[WHAT TO WORK ON]:
Set every line of all the records below into a numbered list. Omit blank lines and leave out the pictures.

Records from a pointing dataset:
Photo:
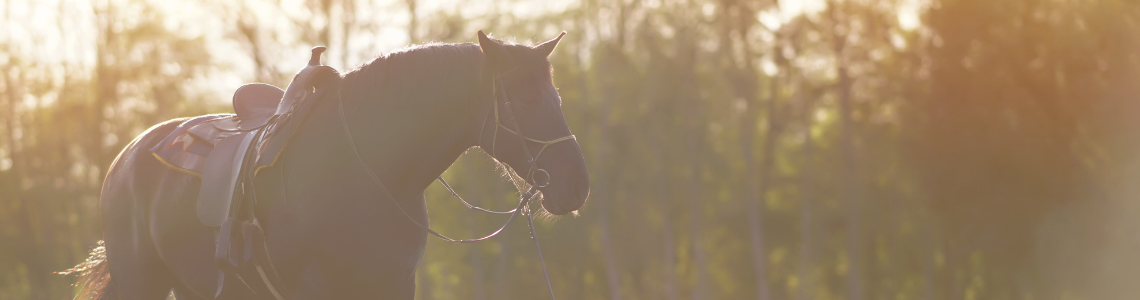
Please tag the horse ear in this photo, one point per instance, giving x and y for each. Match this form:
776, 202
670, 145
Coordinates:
547, 47
495, 53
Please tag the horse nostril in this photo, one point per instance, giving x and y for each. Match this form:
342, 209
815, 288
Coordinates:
581, 194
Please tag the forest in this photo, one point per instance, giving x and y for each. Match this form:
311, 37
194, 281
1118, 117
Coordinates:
799, 150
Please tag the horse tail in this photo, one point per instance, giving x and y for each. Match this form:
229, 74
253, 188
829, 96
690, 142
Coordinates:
94, 276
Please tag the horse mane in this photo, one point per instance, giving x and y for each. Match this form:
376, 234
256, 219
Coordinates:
431, 71
426, 72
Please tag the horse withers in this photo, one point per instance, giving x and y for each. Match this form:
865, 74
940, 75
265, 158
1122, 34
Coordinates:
330, 229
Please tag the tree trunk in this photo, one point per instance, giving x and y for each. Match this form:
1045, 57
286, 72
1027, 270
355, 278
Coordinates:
413, 22
849, 185
806, 208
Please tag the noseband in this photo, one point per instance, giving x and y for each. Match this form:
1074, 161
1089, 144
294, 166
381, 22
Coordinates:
524, 197
532, 161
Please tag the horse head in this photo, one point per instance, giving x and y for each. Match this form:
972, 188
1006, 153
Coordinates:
526, 128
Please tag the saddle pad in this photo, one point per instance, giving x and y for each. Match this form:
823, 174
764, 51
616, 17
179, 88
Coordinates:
221, 172
182, 151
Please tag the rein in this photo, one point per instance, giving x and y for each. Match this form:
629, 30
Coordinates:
524, 199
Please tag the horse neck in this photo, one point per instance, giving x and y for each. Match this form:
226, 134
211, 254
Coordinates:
412, 139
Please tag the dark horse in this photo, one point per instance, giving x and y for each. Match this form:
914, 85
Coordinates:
330, 228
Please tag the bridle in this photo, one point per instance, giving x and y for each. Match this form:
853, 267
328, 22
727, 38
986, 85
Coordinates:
524, 199
532, 161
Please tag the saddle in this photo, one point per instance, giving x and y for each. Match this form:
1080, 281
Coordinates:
226, 151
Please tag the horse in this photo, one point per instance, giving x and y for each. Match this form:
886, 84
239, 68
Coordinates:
343, 210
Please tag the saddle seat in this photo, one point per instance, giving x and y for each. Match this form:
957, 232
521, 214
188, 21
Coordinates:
253, 104
226, 152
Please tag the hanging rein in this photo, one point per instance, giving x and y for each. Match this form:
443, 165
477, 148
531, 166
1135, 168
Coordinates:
524, 199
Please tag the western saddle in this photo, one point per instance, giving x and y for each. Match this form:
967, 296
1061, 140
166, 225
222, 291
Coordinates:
227, 151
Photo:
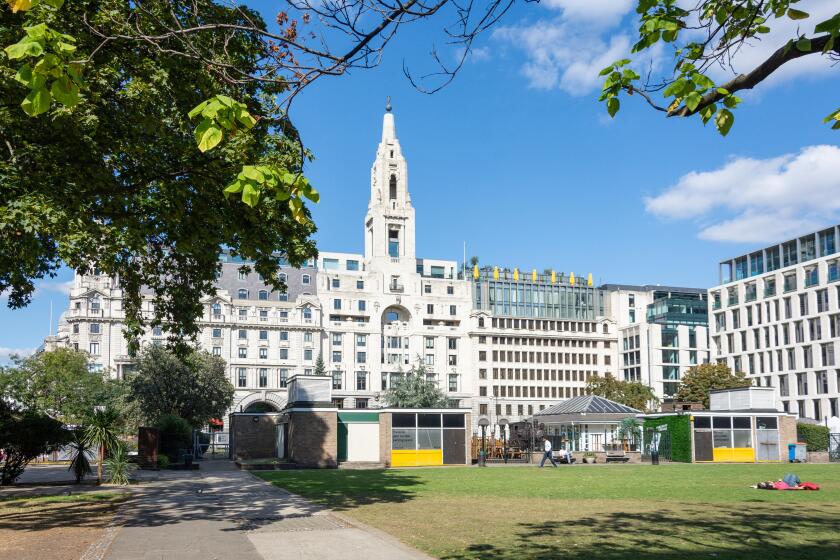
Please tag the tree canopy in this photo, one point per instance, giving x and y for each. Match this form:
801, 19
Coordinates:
59, 383
706, 37
698, 380
139, 159
414, 390
629, 393
194, 386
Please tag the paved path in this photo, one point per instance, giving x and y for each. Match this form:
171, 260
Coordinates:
223, 513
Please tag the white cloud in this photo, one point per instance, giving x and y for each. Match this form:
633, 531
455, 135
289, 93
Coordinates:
563, 55
757, 200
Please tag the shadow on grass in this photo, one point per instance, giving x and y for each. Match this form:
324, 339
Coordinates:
690, 533
346, 490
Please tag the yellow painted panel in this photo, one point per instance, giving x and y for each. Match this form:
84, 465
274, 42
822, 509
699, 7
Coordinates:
733, 455
429, 457
412, 458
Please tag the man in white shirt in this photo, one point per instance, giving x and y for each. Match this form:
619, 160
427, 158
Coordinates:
547, 454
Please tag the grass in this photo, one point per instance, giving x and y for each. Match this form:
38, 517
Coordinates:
612, 512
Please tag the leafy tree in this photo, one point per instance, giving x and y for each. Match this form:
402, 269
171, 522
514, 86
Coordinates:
414, 390
101, 432
24, 435
629, 393
59, 383
194, 386
80, 463
705, 36
698, 380
142, 159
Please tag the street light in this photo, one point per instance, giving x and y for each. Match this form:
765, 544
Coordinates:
503, 422
482, 458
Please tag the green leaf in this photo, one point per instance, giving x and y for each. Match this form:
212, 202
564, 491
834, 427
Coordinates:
197, 110
207, 135
613, 106
65, 92
723, 121
37, 102
24, 47
250, 195
24, 75
692, 100
797, 14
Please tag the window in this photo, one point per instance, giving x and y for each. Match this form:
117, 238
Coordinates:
453, 382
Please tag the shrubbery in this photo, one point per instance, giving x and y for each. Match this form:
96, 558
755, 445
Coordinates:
814, 435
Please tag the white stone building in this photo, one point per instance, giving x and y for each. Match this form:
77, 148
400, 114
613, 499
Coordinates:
776, 317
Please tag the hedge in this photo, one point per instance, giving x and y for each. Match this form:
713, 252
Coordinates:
679, 428
814, 435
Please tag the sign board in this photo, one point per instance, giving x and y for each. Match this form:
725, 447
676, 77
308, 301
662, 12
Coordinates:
221, 438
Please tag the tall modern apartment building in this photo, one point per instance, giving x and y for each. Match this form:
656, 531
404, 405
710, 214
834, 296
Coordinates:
662, 331
505, 343
776, 317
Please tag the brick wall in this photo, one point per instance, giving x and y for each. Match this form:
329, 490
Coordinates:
313, 438
254, 436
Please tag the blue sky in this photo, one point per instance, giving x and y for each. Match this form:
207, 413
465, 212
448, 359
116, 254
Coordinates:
517, 158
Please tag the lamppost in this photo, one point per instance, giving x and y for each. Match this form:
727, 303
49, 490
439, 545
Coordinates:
482, 458
503, 422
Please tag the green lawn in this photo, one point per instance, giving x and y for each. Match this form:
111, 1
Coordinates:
588, 512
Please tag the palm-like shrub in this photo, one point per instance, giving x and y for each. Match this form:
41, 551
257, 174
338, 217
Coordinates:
82, 453
119, 467
101, 432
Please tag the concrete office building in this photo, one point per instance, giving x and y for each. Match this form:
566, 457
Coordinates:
776, 317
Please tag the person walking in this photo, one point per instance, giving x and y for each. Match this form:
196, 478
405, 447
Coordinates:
547, 454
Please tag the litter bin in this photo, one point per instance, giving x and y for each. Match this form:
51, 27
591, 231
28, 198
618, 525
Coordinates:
797, 453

[WRITTEN SOLUTION]:
1. Photo:
2. Please tag the horse ear in this photo, one point per instance, giving x and y for each. Match this form:
3. 776, 202
4. 670, 145
5. Coordinates:
6. 547, 47
7. 495, 53
8. Please tag the horse nostril in this photo, one point per instance, giving x and y for each. Match this form:
9. 342, 209
10. 815, 288
11. Coordinates:
12. 581, 194
13. Please tag the forest in this photo, one point per instance, giving x and y for each. Match this form:
14. 311, 37
15. 194, 281
16. 1118, 117
17. Coordinates:
18. 799, 150
19. Please tag the horse tail in this photo, one point per instance, giving x and y for each. Match this form:
20. 229, 74
21. 253, 188
22. 829, 96
23. 690, 142
24. Coordinates:
25. 94, 276
26. Please tag the horse mane in this photo, one point per instance, giving x and y for each. Match this form:
27. 376, 234
28. 256, 219
29. Coordinates:
30. 431, 71
31. 426, 72
32. Please tag the horse withers in this photo, one point per instance, giving x and y for each. Match this form:
33. 865, 74
34. 940, 75
35. 265, 158
36. 1122, 34
37. Coordinates:
38. 330, 229
39. Please tag the tree trunk in this photo, one point per instance, giving x and y for each. Match this form:
40. 1045, 57
41. 286, 72
42. 1027, 270
43. 355, 278
44. Coordinates:
45. 413, 22
46. 849, 185
47. 806, 208
48. Please tag the noseband in this photo, one point per instance, giving x and y for each. Match this form:
49. 1074, 161
50. 1089, 144
51. 294, 166
52. 381, 22
53. Coordinates:
54. 524, 197
55. 532, 161
56. Please tag the horse head in this photo, one point per instance, giving x and y for each. Match this form:
57. 972, 188
58. 1006, 153
59. Coordinates:
60. 526, 128
61. Please tag the saddle pad in this photo, one point per instance, giving x and y for each. Match this form:
62. 823, 174
63. 764, 51
64. 616, 17
65. 179, 88
66. Coordinates:
67. 221, 172
68. 182, 151
69. Please tag the rein in this photo, one point per instance, giving x and y for each. Match this form:
70. 629, 30
71. Coordinates:
72. 524, 199
73. Please tag the horse neck in this photo, one point per instance, giving x and y for each. Match this form:
74. 226, 134
75. 211, 254
76. Coordinates:
77. 412, 139
78. Please tag the dark horse in this photo, one point per instance, giving x and y for each. Match this form:
79. 914, 85
80. Coordinates:
81. 330, 228
82. Please tag the bridle in this photo, one point per instance, giving x and y for each. Match this form:
83. 853, 267
84. 328, 22
85. 727, 38
86. 986, 85
87. Coordinates:
88. 524, 199
89. 532, 161
90. Please tag the saddle in this photo, one point per instance, giving x and y for each. Match this form:
91. 1080, 281
92. Coordinates:
93. 226, 151
94. Please tag the horse in this photo, one point per instance, giving x and y for each. Match this form:
95. 886, 84
96. 239, 68
97. Coordinates:
98. 343, 210
99. Please tag the saddle seat in this photo, one point per instance, giving x and y for each. Match this form:
100. 957, 232
101. 521, 214
102. 188, 21
103. Coordinates:
104. 253, 104
105. 226, 152
106. Please tag the hanging rein in this photo, one point per instance, giving x and y for each. Match this form:
107. 443, 165
108. 477, 148
109. 531, 166
110. 1135, 168
111. Coordinates:
112. 524, 199
113. Please tag the western saddle in this photo, one point per instance, giving x and y for each. Match this form:
114. 967, 296
115. 1061, 140
116. 166, 225
117. 222, 291
118. Coordinates:
119. 227, 151
120. Photo:
121. Please tag the tree canopy in this photo, one point per instance, giving x and y for each. Match this form:
122. 801, 19
123. Coordinates:
124. 59, 383
125. 706, 37
126. 698, 380
127. 139, 159
128. 414, 390
129. 629, 393
130. 194, 386
131. Please tag the paved path in this photo, one point per instance, giving x and y for each. Match this form:
132. 171, 260
133. Coordinates:
134. 223, 513
135. Please tag the white cloud in this photo, one point per instance, giving x and y for each. Match this form:
136. 633, 531
137. 455, 135
138. 289, 93
139. Coordinates:
140. 563, 55
141. 757, 200
142. Please tag the shadow on grass in this photo, one point per instance, giving x and y for each. Match this form:
143. 324, 339
144. Coordinates:
145. 690, 533
146. 346, 490
147. Please tag the yellow painted panel in this photo, one point per instance, giving x and y for each. Match this form:
148. 84, 465
149. 274, 42
150. 822, 509
151. 699, 7
152. Coordinates:
153. 733, 455
154. 429, 457
155. 412, 458
156. Please tag the man in white shirt in this photo, one point per instance, giving x and y for each. Match this form:
157. 619, 160
158. 427, 158
159. Coordinates:
160. 547, 454
161. Please tag the grass in this photo, one point per instance, giving x and y for each. Match this form:
162. 38, 517
163. Coordinates:
164. 612, 512
165. Please tag the leafy tree in this photo, one point per instance, giving x and y for each. Match this form:
166. 402, 269
167. 171, 522
168. 514, 86
169. Coordinates:
170. 414, 390
171. 101, 432
172. 24, 435
173. 629, 393
174. 59, 383
175. 194, 386
176. 80, 463
177. 705, 36
178. 698, 380
179. 142, 159
180. Please tag the street light in this photo, one point per instance, giving x and y for each. Match this form:
181. 765, 544
182. Coordinates:
183. 503, 422
184. 482, 458
185. Please tag the green leaf in this photo, one point per instance, giving x and y for each. Match this form:
186. 212, 202
187. 564, 491
188. 834, 427
189. Coordinates:
190. 197, 110
191. 207, 135
192. 613, 106
193. 65, 92
194. 723, 121
195. 37, 102
196. 24, 47
197. 250, 195
198. 24, 75
199. 692, 100
200. 797, 14
201. Please tag the window in this photo, one point per instance, giving x and y for each. Match this form:
202. 117, 238
203. Coordinates:
204. 453, 382
205. Please tag the shrubbery in this photo, one point per instance, giving x and y for each. Match this form:
206. 96, 558
207. 755, 445
208. Coordinates:
209. 814, 435
210. Please tag the white stone building in this photo, one point per instance, giving x and y for each. Match this form:
211. 77, 148
212. 400, 114
213. 613, 499
214. Coordinates:
215. 776, 317
216. Please tag the hedge in this photo, one point per instance, giving x and y for each. Match this form:
217. 713, 252
218. Coordinates:
219. 679, 428
220. 814, 435
221. Please tag the sign board in this photo, one point per instance, giving x and y for each. Match this form:
222. 725, 447
223. 676, 77
224. 308, 301
225. 662, 12
226. Coordinates:
227. 221, 438
228. Please tag the tall modern apartment building in this photo, one point per instance, giving x and y for each. Match this form:
229. 656, 531
230. 404, 405
231. 710, 214
232. 834, 296
233. Coordinates:
234. 662, 331
235. 505, 343
236. 776, 317
237. Please tag the brick wall in this photo, one point per instance, giving x and y for each. Match this form:
238. 329, 490
239. Coordinates:
240. 313, 438
241. 254, 436
242. Please tag the blue sky in this photo, one point per instance, giving x and y for each. Match this form:
243. 207, 413
244. 465, 212
245. 448, 359
246. 116, 254
247. Coordinates:
248. 517, 158
249. Please tag the lamppost in this photo, one point per instance, giving x and y for each. Match this form:
250. 727, 303
251. 49, 490
252. 439, 545
253. Coordinates:
254. 482, 458
255. 503, 422
256. Please tag the green lawn in this photo, one point per instance, giving x and y for each. Match this form:
257. 111, 1
258. Coordinates:
259. 588, 512
260. Please tag the palm-like shrub in this photo, one point per instance, giving x and y for each. Match this form:
261. 41, 551
262. 257, 174
263. 338, 217
264. Coordinates:
265. 82, 453
266. 119, 467
267. 101, 432
268. Please tag the concrete office building in this photo, one point per instance, giving x and y for each. Match this form:
269. 566, 457
270. Coordinates:
271. 776, 317
272. Please tag the person walking in this photo, one point per instance, giving x and y for each. Match this form:
273. 196, 478
274. 405, 447
275. Coordinates:
276. 547, 454
277. Please tag the litter bin in this photo, one point per instance, giving x and y for each. Match this form:
278. 51, 27
279. 591, 231
280. 28, 198
281. 618, 525
282. Coordinates:
283. 797, 453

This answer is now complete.